Work to complete: Render the entries below as a Markdown table with the columns Row and Entry line, starting with the line that contains "Would you mind identifying the red and" and going on through the line that contains "181;19;244;88". Number each line, and leave out any blank lines.
─── Given data
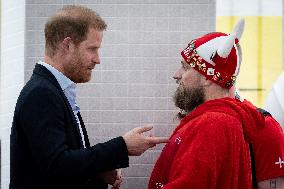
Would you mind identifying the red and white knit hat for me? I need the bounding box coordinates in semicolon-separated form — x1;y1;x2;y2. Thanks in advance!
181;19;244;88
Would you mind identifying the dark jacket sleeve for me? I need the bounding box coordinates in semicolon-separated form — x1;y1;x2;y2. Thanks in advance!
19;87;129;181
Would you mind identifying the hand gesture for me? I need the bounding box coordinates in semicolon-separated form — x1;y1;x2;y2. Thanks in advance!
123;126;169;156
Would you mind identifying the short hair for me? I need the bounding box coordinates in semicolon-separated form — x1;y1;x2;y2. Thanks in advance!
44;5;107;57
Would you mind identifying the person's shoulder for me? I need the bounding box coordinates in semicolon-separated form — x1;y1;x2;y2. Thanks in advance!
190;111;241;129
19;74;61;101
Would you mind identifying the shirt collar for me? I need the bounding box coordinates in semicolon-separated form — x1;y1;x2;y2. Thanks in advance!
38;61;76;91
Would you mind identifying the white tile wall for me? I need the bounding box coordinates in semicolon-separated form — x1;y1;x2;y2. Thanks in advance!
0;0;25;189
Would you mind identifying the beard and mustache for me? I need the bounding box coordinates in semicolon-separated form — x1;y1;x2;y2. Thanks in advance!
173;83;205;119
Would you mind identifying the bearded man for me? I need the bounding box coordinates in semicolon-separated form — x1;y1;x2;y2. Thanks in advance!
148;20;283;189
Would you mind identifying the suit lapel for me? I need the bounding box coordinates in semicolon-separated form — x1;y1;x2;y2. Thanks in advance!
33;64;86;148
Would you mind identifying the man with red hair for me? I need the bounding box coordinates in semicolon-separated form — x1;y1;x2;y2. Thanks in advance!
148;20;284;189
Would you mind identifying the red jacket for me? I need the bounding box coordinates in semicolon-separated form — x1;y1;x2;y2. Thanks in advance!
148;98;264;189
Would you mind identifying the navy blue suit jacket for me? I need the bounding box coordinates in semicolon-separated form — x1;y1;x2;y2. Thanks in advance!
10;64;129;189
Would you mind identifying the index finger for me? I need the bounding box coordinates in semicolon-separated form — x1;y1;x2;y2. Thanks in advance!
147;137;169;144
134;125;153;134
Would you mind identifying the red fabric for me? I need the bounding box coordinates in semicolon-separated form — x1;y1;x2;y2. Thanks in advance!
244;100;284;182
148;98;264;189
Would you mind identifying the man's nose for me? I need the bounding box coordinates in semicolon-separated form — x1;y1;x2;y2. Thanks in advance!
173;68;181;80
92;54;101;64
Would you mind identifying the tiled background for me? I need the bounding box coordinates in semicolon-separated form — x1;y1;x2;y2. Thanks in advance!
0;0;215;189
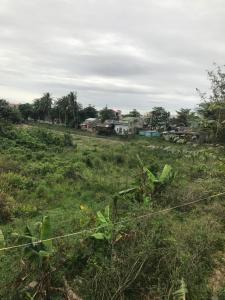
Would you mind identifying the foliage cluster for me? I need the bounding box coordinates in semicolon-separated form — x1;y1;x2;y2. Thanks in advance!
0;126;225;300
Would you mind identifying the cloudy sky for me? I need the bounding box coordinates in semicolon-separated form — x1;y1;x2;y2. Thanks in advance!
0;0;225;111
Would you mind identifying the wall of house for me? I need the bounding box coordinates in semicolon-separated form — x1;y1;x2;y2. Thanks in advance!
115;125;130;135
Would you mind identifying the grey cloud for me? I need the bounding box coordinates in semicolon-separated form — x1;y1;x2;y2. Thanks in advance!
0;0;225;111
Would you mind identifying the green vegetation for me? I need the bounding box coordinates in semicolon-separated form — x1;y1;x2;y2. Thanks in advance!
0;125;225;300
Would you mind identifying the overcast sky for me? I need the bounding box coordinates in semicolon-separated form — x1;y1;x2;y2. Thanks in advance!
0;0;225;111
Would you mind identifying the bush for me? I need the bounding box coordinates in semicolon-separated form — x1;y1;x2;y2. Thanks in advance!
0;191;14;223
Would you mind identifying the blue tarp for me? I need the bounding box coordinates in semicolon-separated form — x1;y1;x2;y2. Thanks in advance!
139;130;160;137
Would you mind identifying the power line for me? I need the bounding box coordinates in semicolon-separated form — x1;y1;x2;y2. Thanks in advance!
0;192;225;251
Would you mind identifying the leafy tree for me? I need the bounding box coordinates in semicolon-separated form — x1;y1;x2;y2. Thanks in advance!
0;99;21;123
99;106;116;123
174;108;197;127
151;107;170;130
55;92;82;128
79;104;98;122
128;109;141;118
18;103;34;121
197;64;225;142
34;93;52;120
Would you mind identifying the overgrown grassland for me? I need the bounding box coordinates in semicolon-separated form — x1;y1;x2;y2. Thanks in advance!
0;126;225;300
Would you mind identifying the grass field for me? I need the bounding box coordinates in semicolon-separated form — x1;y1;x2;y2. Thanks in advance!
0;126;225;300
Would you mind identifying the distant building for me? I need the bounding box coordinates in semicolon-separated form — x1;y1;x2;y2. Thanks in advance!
──────
─── Given data
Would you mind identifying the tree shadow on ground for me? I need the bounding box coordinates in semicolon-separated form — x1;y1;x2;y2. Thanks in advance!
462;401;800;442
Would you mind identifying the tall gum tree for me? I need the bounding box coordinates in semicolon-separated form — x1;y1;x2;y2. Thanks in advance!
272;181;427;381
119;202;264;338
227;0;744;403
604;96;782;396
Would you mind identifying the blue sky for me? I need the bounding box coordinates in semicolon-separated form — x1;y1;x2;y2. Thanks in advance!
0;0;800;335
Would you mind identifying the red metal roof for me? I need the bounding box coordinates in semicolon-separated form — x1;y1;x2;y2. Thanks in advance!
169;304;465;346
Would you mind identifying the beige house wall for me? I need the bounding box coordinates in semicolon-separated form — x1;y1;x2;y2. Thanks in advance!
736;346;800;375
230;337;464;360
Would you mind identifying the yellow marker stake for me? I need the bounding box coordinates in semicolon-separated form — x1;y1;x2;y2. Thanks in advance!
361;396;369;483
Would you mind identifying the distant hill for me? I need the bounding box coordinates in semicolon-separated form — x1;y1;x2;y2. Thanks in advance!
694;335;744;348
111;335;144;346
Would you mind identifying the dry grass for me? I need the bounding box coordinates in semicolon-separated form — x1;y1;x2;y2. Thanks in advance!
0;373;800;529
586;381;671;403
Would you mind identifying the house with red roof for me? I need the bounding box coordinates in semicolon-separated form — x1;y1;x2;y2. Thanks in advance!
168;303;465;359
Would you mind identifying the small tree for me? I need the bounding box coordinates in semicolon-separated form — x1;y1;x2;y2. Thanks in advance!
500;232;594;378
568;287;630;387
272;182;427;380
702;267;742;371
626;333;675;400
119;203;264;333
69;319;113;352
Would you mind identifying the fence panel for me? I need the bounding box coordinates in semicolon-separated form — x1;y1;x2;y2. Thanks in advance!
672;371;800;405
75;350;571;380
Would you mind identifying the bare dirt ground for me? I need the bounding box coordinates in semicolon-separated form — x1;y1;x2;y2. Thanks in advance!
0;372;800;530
──────
─── Given data
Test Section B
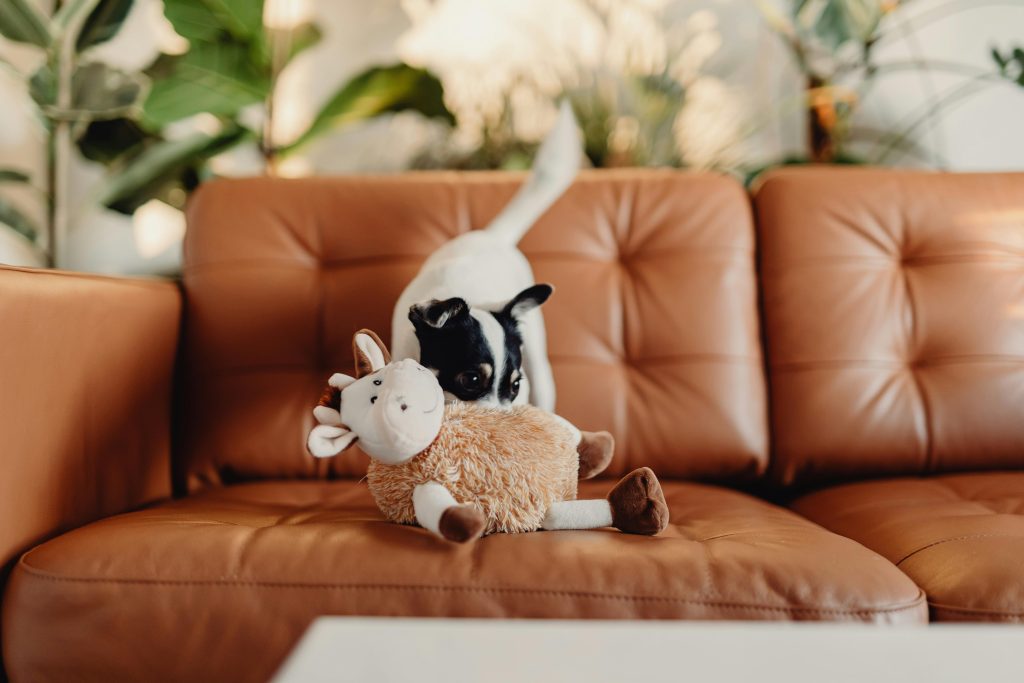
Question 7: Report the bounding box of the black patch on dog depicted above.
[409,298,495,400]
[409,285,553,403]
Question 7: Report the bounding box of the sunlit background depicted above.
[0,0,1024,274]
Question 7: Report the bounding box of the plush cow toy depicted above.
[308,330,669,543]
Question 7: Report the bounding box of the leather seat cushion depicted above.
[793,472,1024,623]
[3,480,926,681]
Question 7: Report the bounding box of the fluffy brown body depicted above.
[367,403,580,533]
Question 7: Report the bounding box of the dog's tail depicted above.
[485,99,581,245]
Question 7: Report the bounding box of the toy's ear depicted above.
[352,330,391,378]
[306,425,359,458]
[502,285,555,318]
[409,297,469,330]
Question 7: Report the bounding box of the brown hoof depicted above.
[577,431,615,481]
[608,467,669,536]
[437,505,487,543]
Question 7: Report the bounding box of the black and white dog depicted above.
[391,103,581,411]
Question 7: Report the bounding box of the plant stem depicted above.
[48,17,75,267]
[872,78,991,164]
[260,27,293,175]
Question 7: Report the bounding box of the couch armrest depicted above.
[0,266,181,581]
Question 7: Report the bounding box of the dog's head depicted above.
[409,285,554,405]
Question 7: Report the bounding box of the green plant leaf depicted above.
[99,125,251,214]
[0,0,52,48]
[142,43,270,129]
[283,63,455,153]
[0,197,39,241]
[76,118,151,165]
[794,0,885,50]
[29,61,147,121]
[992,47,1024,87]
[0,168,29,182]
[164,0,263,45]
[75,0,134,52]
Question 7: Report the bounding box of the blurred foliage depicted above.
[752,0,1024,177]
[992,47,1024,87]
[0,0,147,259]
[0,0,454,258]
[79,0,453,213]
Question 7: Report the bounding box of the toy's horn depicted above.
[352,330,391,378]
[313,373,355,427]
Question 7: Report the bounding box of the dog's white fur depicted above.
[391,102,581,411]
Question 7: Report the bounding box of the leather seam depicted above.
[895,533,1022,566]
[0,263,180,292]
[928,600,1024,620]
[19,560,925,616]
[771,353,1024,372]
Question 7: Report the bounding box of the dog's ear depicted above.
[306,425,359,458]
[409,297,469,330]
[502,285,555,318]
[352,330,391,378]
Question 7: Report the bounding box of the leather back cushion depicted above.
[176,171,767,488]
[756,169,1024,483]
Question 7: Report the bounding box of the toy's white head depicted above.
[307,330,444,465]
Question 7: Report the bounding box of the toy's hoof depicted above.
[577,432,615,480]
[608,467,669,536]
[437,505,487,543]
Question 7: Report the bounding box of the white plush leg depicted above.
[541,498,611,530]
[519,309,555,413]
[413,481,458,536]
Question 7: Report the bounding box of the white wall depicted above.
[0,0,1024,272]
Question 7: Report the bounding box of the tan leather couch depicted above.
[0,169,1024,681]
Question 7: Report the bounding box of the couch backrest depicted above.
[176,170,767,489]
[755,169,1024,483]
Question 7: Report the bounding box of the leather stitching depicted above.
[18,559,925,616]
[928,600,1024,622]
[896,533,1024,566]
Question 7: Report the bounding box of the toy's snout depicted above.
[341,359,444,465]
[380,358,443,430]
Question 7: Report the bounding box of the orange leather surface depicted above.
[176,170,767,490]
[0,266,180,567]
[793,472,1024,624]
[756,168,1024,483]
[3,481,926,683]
──────
Completed task:
| Row | Entry line |
|---|---|
| 1 | Would you mind identifying the red and white knit hat for me? I need the bounding box coordinates in semicolon-separated form — x1;y1;x2;y2. Thanks in advance! |
| 2 | 181;19;244;88 |